_EXCERPT PROVIDED_:
:::::
Design and Asynchronous Optimization of Real-Time Parallel Processing Pipeline in ZroAct Stage 2

To resolve synchronization bottlenecks in the ZroAct Stage 2 inference pipeline, this article explains asynchronous parallelization methods using asyncio, run_in_executor, and the Producer-Consumer pattern from an architectural perspective.

Migration to Asynchronous Parallel Pipeline and Bottleneck Optimization Verification in ZroAct Stage 2

In real-time video inference pipelines, synchronous blocking operations between stages lead to severe underutilization of GPU resources and degradation of end-to-end latency. In particular, in a cascaded architecture that combines a lightweight preprocessing stage (Stage 1) for object detection or action recognition with an evaluation stage (Stage 2) using a large vision-language model (VLM), the overlapping design of data transfer and inference execution determines the overall processing throughput.

This article analyzes specific bottlenecks and compares multiple optimization approaches during the migration process from a sequential execution model to an asynchronous parallel processing architecture in the ZroAct Stage 2 system.


1. Current System Architecture and Performance Benchmarks

The target system consists of two stages: action detection using the YOWOv3 ONNX model (Stage 1) and video language evaluation using the Qwen3.5-2B VLM (Stage 2). Stage 2 is deployed on the vLLM serving layer, designed to enable high-throughput inference.

1.1 Directory Structure

The system is divided into components operating cooperatively as HTTP-based microservices.

zroact-stage2/
├── pipeline/
│   └── main.py                  # Legacy sequential processing pipeline
├── pipeline_ver2/
│   ├── main.py                  # Common utilities (frame extraction, timing logging, etc.)
│   └── realtime_pipeline.py     # Current version (asyncio + aiohttp-based)
└── serving/
    ├── app.py                   # FastAPI job acceptance API
    ├── config.json              # Port and path configuration
    ├── run_job.py               # Single job execution engine
    └── workers/
        ├── stage1_server.py     # YOWOv3 ONNX HTTP daemon (Port 8001)
        ├── stage2_server.py     # Qwen3.5 VLM HTTP daemon (Port 8002)
        └── scheduler.py         # Real-time scheduler (unimplemented stub)
:::::
_RAW DATA_:
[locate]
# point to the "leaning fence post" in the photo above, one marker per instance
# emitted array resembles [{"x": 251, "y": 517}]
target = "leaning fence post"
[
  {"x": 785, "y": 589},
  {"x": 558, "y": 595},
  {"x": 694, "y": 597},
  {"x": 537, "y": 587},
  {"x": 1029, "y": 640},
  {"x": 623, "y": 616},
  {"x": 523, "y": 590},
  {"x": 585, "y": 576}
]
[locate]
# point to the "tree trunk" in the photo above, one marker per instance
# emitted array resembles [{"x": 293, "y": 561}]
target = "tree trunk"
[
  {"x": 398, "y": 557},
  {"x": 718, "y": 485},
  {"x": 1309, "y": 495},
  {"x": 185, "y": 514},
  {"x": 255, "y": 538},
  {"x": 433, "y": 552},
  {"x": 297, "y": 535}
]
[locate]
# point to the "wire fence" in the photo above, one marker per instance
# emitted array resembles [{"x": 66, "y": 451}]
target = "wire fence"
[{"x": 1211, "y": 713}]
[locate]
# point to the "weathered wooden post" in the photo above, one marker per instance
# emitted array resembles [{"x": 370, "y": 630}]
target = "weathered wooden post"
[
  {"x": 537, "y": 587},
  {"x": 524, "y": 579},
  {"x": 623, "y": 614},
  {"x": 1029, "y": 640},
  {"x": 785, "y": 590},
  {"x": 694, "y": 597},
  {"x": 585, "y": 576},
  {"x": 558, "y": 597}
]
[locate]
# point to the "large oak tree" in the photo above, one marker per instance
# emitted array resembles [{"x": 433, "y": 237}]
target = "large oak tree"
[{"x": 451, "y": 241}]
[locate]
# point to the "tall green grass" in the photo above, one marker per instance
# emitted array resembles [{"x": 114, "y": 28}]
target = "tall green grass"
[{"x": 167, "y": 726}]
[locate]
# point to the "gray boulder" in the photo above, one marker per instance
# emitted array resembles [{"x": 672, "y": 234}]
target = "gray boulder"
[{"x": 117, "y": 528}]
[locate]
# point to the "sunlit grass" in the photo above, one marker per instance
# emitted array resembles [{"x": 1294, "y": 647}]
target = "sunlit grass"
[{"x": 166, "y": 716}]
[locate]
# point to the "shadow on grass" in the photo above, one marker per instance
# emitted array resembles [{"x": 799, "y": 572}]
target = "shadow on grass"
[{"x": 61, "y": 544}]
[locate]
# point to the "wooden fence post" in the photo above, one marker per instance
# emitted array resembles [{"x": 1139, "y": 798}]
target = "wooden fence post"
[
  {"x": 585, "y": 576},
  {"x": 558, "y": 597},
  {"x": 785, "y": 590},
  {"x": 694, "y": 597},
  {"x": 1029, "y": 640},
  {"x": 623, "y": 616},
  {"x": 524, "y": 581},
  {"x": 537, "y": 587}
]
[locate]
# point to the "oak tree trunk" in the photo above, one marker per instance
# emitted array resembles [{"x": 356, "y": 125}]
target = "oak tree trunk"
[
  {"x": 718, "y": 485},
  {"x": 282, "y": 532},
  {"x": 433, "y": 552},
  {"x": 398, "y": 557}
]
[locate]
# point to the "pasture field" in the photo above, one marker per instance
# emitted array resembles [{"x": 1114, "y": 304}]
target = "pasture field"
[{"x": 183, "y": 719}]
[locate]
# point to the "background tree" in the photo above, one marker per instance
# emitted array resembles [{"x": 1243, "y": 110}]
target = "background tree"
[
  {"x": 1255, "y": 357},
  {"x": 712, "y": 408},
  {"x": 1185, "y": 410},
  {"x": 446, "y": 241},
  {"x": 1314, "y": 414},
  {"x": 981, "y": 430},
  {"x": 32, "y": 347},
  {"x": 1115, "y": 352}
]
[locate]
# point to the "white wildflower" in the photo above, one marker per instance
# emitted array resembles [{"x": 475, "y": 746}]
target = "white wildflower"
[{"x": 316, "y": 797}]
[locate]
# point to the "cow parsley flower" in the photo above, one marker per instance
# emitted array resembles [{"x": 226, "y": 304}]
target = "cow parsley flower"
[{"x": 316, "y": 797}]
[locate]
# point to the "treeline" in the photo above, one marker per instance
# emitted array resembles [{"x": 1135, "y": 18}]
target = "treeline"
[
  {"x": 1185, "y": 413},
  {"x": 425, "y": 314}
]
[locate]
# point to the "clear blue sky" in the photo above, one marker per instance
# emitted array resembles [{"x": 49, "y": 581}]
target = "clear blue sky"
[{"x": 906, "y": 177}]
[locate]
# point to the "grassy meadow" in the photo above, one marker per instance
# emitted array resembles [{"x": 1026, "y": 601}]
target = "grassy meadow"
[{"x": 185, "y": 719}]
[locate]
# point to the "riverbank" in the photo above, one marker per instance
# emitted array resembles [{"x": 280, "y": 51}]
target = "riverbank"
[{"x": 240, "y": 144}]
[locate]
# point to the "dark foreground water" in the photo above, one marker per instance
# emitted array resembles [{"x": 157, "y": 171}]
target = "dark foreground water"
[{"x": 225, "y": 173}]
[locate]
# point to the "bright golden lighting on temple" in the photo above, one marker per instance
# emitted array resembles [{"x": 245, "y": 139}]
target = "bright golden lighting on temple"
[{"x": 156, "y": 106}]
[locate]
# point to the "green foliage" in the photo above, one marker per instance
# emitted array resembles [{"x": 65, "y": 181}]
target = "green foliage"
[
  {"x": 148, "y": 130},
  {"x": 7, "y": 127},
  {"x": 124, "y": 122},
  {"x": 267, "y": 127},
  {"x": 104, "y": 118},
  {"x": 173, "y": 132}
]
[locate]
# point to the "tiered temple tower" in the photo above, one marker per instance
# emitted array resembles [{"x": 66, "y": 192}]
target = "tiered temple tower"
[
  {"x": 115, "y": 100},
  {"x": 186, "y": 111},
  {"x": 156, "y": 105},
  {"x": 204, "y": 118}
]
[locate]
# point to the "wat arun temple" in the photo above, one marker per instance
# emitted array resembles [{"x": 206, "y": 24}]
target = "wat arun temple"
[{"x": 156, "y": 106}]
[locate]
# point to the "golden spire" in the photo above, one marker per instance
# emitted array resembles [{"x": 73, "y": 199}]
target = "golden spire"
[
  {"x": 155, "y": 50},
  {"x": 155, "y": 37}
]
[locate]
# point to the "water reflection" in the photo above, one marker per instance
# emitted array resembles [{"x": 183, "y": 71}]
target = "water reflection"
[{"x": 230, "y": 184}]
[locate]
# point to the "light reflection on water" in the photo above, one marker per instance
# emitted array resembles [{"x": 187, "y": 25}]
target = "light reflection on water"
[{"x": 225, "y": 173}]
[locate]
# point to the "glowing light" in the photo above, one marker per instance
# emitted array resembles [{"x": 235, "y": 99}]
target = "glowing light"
:::::
_PROBLEMS_:
a – Reproduce the passage of the ZroAct Stage 2 pipeline article starting with "In real-time video" and going on through "Stage 2 system.".
b – Render this sentence from the ZroAct Stage 2 pipeline article in Spanish: "The system is divided into components operating cooperatively as HTTP-based microservices."
c – Extend the ZroAct Stage 2 pipeline article, picking up right after the point where it stops.
None of the entries is needed here.

_RESULTS FOR EACH TASK_:
a –
In real-time video inference pipelines, synchronous blocking operations between stages lead to severe underutilization of GPU resources and degradation of end-to-end latency. In particular, in a cascaded architecture that combines a lightweight preprocessing stage (Stage 1) for object detection or action recognition with an evaluation stage (Stage 2) using a large vision-language model (VLM), the overlapping design of data transfer and inference execution determines the overall processing throughput.

This article analyzes specific bottlenecks and compares multiple optimization approaches during the migration process from a sequential execution model to an asynchronous parallel processing architecture in the ZroAct Stage 2 system.

b – El sistema está dividido en componentes que operan de manera cooperativa como microservicios basados en HTTP.

c –
1.2 Hardware Profile and Resource Status

The hardware specifications and resource utilization in the verification environment are as follows.

GPU: NVIDIA RTX A6000 (47.5 GB VRAM)

Stage 1 ONNX Memory Footprint: Approx. 1 GB VRAM

Stage 2 Qwen3.5-2B Memory Footprint: Approx. 5 GB VRAM

Available Free VRAM (Headroom): Approx. 15 to 16 GB

1.3 Performance Measurement Baseline

The baseline measurement values when using a 14-second video clip (419 frames in total) as input are as follows.

Phase / ComponentExecution TimeThroughput / Latency Metric
Stage 1 (41 clips)6.71 seconds163 ms per clip
Stage 2 (13 VLM requests)26.93 seconds2.07 seconds per request (serialized by semaphore=1)
Overall Streaming Loop27.91 secondsTotal wall-clock execution time

2. Detected System Bottlenecks

Bottleneck 1: Synchronous Stage 1 Batch Loop

In the current realtime_pipeline.py, Stage 1 batch processing is sequentially awaited within a loop.

for kf_batch in keyframe_batches:
    # Execution is blocked until the previous batch completes
    resp_data = await detect_clip_batch(...)

In this design, when the batch size is small (e.g., 1), the GPU remains idle between ONNX Runtime inference calls, accumulating network round-trip time (RTT) latency.

Bottleneck 2: Serialization of Stage 2 VLM due to Semaphore Limits

Stage 2 VLM requests are restricted by a strict semaphore limit.

vlm_semaphore = asyncio.Semaphore(1)

As a result, the 13 VLM requests are processed entirely in series, reaching an accumulated latency of $13 \times 2.07\text{s} = 26.9\text{s}$. The abundant VRAM of the RTX A6000 (15 to 16 GB of free capacity) is not being utilized effectively.

Bottleneck 3: Latency in Inter-Stage Transition

Stage 2 tasks are registered to the event loop via asyncio.create_task as soon as the input slots are ready. However, because the single-threaded asyncio event loop is blocked waiting for the completion of Stage 1 HTTP requests, the actual execution start of the registered Stage 2 tasks is delayed.


3. Verification of Parallelization and Optimization Strategies

Option A: Asynchronous Batch Execution of Stage 1 (asyncio.gather)

Instead of executing batches sequentially in a loop, all requests are packaged as coroutines and dispatched concurrently using asyncio.gather.

# Improved parallel execution code
tasks = [
    detect_clip_batch(session, clips=build_payload(kf_batch))
    for kf_batch in keyframe_batches
]
results = await asyncio.gather(*tasks)

Advantages: Minimal code changes are required, and the cumulative HTTP RTT can be reduced.

Disadvantages: If the ONNX Runtime InferenceSession is not thread-safe, processing will be serialized at the final GPU execution level, so extreme parallelization will lead to event loop saturation.

Option B: Parallel Processing of Stage 2 VLM (Relaxing Semaphores)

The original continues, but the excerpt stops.